[Dataset records]
################

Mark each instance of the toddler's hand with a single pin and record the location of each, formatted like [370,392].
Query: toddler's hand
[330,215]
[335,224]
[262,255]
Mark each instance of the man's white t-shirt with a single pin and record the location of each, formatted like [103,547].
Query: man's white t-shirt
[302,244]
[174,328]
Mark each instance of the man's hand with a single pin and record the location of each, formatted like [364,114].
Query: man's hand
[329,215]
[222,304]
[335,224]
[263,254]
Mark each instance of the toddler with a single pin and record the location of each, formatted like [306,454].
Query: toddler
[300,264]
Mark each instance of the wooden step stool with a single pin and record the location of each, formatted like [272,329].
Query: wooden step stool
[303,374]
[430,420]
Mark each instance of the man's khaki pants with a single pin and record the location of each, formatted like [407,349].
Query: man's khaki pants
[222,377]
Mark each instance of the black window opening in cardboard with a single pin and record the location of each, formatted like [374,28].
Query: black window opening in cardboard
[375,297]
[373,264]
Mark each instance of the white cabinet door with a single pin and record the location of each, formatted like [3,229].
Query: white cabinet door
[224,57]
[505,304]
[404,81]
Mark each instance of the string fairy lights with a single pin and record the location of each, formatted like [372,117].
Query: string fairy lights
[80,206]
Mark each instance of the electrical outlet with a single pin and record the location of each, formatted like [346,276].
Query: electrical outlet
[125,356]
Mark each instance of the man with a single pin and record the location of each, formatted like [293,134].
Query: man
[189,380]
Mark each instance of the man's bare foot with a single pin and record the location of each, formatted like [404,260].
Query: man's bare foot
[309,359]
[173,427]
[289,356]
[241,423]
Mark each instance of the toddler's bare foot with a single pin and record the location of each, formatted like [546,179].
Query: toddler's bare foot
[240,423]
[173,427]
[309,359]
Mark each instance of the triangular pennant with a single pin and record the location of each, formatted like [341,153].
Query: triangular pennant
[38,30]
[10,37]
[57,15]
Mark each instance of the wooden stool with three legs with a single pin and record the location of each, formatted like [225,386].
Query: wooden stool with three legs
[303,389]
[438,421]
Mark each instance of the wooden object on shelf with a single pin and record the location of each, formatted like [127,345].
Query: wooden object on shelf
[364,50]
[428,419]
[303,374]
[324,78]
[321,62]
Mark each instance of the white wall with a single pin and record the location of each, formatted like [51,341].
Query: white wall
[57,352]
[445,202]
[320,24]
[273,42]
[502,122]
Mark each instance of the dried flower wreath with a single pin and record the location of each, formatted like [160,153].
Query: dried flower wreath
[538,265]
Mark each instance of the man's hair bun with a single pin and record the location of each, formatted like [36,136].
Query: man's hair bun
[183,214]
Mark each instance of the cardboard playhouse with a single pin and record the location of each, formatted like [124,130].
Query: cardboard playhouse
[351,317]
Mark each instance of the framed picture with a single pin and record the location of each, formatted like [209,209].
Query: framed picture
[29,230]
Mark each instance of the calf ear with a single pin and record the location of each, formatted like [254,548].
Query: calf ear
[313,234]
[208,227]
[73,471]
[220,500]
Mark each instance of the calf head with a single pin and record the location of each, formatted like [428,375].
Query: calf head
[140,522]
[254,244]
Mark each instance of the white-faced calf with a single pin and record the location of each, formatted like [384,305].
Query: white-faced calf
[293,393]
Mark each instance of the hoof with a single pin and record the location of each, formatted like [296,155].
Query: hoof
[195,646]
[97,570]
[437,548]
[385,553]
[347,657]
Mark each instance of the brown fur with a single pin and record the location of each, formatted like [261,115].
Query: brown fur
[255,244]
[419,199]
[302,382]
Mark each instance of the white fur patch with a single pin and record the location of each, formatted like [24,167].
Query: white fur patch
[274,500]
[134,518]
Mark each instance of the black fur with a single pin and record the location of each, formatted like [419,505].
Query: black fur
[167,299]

################

▶ _TASK PROMPT_
Could you repeat every record above exactly as it is written?

▶ _ANSWER SPACE_
Mark each instance of the toddler's hand with a single pin and record the location of each, formatted like [370,392].
Query: toddler's hand
[330,215]
[335,224]
[262,255]
Mark each instance of the man's white t-shirt with a single pin and record the location of each, formatted like [103,547].
Query: man's white t-shirt
[302,244]
[174,328]
Mark each instance of the man's hand with a single pin and record the location of each, formatted like [364,114].
Query: man's hand
[329,215]
[222,304]
[335,224]
[263,254]
Mark each instance of the toddler with a single pin and record the location of each, formatted like [306,454].
Query: toddler
[300,264]
Mark each instance of the wooden step stool with a single pin and record the location of each, formatted like [272,329].
Query: wooden step stool
[303,374]
[430,420]
Mark each instance of the man's khaki pants with a single pin and record the location of each, formatted like [407,349].
Query: man's khaki pants
[222,377]
Mark each instance of the black window opening in cardboard with a single pin and record the location of each, formatted like [374,28].
Query: black window opening in cardboard
[375,297]
[373,264]
Mark each instance of the white cabinet door with a single pin and record the location of each, formatted like [3,229].
Query: white cabinet door
[224,57]
[505,304]
[404,81]
Mark each instance of the string fairy lights with a single pin and record the location of each, formatted like [372,117].
Query: string fairy lights
[80,206]
Mark each instance of the electrical outlet with a single pin and record the location of each, formatted like [346,276].
Query: electrical outlet
[125,356]
Mark each instance of the man with a single pin and record the location of each, formatted like [293,134].
Query: man
[189,380]
Mark each instance of the man's bare foot with a single pin and record the location of each, formatted like [404,260].
Query: man's bare foot
[309,359]
[173,427]
[289,356]
[241,423]
Mark each instance of the toddler's bare foot with a single pin and record the location of each, formatted like [546,179].
Query: toddler's bare foot
[240,423]
[173,427]
[309,359]
Mark each instance of the triangular pennant with a single pin and record the location of each, formatted like [341,153].
Query: triangular pennant
[38,30]
[10,37]
[57,15]
Mark each instance of the wooden stool with three legs with a single pin and record the location of each, formatted like [225,386].
Query: wooden stool with three legs
[303,389]
[438,421]
Mark each instance of the wooden object on shelf with a single pin and record the location of each, formatted like [127,345].
Query: wooden object on shelf
[364,50]
[428,419]
[303,374]
[324,78]
[321,62]
Mark each instance of the white wall with a single pin and record the location of each, formatted like [51,341].
Query: white wall
[57,352]
[445,202]
[320,24]
[273,42]
[502,122]
Mark each instance of the dried flower wreath with a single pin and record the location of each, formatted like [160,153].
Query: dried flower wreath
[538,265]
Mark each instance of the man's hair bun with a single pin and record the location of each, formatted like [36,136].
Query: man's hair bun
[183,214]
Mark each instance of the cardboard playhouse with a single pin and record the location of each, formatted like [124,130].
Query: cardboard playhouse
[351,317]
Mark each instance of the framed picture with a single pin and record the location of each, formatted like [209,209].
Query: framed picture
[29,230]
Mark each instance of the calf ear with a single pin and record the location of each, formatted like [254,548].
Query: calf ear
[313,234]
[208,227]
[73,471]
[220,500]
Mark each instance of the calf head with a single pin and record the location of each, formatted like [428,375].
Query: calf head
[140,522]
[254,244]
Mark each instance of the white-faced calf with a single pin and record the location of each, formatted like [384,305].
Query: white-faced calf
[293,393]
Mark each instance of the hoof with a single pin and record the location of each, formatted like [296,155].
Query: hoof
[195,646]
[97,570]
[437,548]
[385,553]
[347,657]
Mark each instance of the brown fur with a single pin and record the location of each, formatted like [261,115].
Query: brown fur
[255,244]
[419,199]
[302,382]
Mark each instance of the white fur patch with a single pin and record the location of each, formatted like [24,167].
Query: white fur patch
[274,500]
[134,518]
Mark each instance of the black fur with a single pin and record the location of each, formatted like [419,505].
Query: black fur
[167,299]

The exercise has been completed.